__Short problem A__:
Report how many lines of the entries contain the string "hand", counting only exact-case matches. Give the number alone.

Into

Brian Goetz brian.goetz at oracle.com
Sat Dec 22 09:46:12 PST 2012


I was not proposing "let's replace into with toList".  I already 
proposed in a previous message "let's replace into() with something 
whose semantics are more like reduce/forEach rather than the current 
weird semantics".  The recent developments in reduce give us a 
consistent framework for doing that.

Into is bad.  It seemed clever at the time we first thought of it 
(turning the problem around on the target collection), but if you look 
at its semantics and its implementation, its complicated, it's 
neither-here-nor-there, its unlike any other op, and the obvious usages 
will likely parallelize terribly.  Something that is more reduce-like 
(or forEach like with a concurrent collection, if we had one) will be 
much easier to understand AND will perform better.

So the question is not "should we replace into with toList."  We have to 
have a discussion about what we replace into() with.  This query was 
about whether sequential() still has a use other than as a (bad) 
implementation crutch for into().  And it seems that there is none, 
which is nice -- one less weird operation, replaced with one more 
version of the reduce swiss-army-knife.

If there is a toList() it will (obviously) be sugar on top of something 
more general.


On 12/22/2012 12:29 PM, Remi Forax wrote:
> On 12/22/2012 06:16 PM, Brian Goetz wrote:
>> Right. You want to do the upstream stuff in parallel, then you want to
>> do the downstream stuff (a) serially, (b) in the current thread, and
>> probably (c) in encounter order.
>>
>> So, assume for sake of discussion that we have some form of .toList(),
>> whether as a "native" operation or some sort of
>> reduce/combine/tabulate.  Then you can say:
>>
>>   parallelStream()...toList().forEach(...)
>>
>> and the list-building will happen in parallel and then forEach can
>> help sequentially.
>>
>> Given that, is there any reason left for sequential()?

Rows from a dataset
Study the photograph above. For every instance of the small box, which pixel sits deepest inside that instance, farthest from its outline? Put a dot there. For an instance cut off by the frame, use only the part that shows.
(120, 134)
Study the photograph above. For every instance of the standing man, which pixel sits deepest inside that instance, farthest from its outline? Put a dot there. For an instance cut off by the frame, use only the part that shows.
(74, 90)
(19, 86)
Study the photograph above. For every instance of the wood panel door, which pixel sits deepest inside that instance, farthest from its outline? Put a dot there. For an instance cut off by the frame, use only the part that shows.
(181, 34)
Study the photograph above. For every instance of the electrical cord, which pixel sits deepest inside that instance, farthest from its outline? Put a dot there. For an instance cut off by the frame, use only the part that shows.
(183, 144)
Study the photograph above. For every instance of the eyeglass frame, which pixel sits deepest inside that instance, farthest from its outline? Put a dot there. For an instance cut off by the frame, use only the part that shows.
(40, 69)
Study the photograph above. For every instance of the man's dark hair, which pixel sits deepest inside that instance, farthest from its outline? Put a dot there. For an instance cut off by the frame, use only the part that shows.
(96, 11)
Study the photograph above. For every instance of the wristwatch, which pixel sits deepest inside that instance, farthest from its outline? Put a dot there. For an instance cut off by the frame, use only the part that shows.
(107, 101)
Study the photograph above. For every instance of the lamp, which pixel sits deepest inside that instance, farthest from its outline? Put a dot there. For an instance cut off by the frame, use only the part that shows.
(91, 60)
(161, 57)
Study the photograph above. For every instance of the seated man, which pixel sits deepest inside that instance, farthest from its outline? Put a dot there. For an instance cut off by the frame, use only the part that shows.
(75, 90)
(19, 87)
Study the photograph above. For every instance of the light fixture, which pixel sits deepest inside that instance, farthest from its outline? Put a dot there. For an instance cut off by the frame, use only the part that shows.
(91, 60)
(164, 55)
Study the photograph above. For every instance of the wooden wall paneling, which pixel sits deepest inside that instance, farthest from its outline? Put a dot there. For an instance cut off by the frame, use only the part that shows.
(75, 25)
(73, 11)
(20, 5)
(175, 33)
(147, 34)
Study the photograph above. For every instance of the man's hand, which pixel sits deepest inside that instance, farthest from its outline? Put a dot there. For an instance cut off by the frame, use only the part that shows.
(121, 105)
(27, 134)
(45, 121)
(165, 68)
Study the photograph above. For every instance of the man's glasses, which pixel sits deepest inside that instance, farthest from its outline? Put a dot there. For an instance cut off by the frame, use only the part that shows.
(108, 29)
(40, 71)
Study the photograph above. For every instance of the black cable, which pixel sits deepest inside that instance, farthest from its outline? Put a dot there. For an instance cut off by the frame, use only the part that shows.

__Short problem B__:
Condense the paragraph of the message above that begins "Into is bad." into a short bulleted list that keeps its main points.

__Worked answer A__:
1

__Worked answer B__:
- into() seemed clever when first conceived because it turned the problem around on the target collection.
- Its semantics and implementation are complicated, neither-here-nor-there, and unlike any other op.
- Its obvious usages will likely parallelize terribly.
- Something more reduce-like, or forEach-like with a concurrent collection if one existed, would be much easier to understand and would perform better.